* **Source passage**:
He told me Gracenote’s service will eventually be able to deliver rich scene-level metadata for tens of thousands of movies, going as far as offering links to buy any of the products shown on-screen. Information for hundreds of movies will be available when the service launches in earnest next March.

Contextual information for live TV isn’t quite as deep, but Gracenote uses its partnership with Tribune Media Services to cross-reference TV Guide data with what a user is currently watching. Gracenote wants to offer its advanced content recognition platform to CE manufacturers, broadcasters and developers of second screen apps, White explained.

This is technically not the first time the company has been powering this kind of second-screen experiences: Gracenote’s subsidiary Gravity Mobile built the technology behind the ABC second-screen apps that are powered by Nielsen. However, those apps are based on watermarks incorporated into the shows ABC build its apps for, which obviously requires the cooperation of the broadcaster.

(Dataset excerpt)
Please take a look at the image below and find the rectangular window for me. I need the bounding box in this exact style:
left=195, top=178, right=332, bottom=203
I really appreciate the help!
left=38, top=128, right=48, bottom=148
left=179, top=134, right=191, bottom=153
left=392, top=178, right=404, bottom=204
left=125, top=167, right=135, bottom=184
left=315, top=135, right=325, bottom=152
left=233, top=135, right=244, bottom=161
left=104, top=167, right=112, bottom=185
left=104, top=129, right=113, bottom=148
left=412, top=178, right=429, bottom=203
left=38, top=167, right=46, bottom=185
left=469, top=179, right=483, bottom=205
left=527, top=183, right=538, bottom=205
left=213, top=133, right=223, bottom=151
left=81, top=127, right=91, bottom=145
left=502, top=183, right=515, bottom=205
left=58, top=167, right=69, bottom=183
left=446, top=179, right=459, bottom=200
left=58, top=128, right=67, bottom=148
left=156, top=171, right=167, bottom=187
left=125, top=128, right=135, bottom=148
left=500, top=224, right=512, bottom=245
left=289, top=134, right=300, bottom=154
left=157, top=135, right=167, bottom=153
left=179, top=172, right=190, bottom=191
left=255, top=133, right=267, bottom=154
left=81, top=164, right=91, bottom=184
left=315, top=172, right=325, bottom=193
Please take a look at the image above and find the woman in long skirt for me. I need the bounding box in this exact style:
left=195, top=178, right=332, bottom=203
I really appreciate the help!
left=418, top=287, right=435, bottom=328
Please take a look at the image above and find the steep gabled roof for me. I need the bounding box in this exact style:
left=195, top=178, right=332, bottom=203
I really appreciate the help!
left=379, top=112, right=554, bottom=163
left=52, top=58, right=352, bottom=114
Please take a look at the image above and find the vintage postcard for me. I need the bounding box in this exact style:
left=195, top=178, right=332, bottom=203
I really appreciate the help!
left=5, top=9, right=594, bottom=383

* **Tasks and exercises**:
1 – In the Gracenote passage, which company does Gracenote partner with to cross-reference TV Guide data with what a user is watching?
2 – From the Gracenote passage, extract the words starting with "He told me Gracenote’s" and going on through "apps, White explained.".
3 – Extend the passage about Gracenote's second-screen service, picking up right after its final sentence.
These records were taken from a separate source.

* **Final results**:
1 – Tribune Media Services.

2 –
He told me Gracenote’s service will eventually be able to deliver rich scene-level metadata for tens of thousands of movies, going as far as offering links to buy any of the products shown on-screen. Information for hundreds of movies will be available when the service launches in earnest next March.

Contextual information for live TV isn’t quite as deep, but Gracenote uses its partnership with Tribune Media Services to cross-reference TV Guide data with what a user is currently watching. Gracenote wants to offer its advanced content recognition platform to CE manufacturers, broadcasters and developers of second screen apps, White explained.

3 –
Gracenote’s fingerprinting approach, on the other hand, works with any kind of content. That means third parties could also use this kind of technology to sell ads against content they don’t own or control. “It’s definitely disruptive,” admitted White. However, he said broadcasters for the most part are very interested in second-screen solutions, if only to defend their own ad dollars. Said White: “The broadcasters realize that it’s gonna happen with our without them.”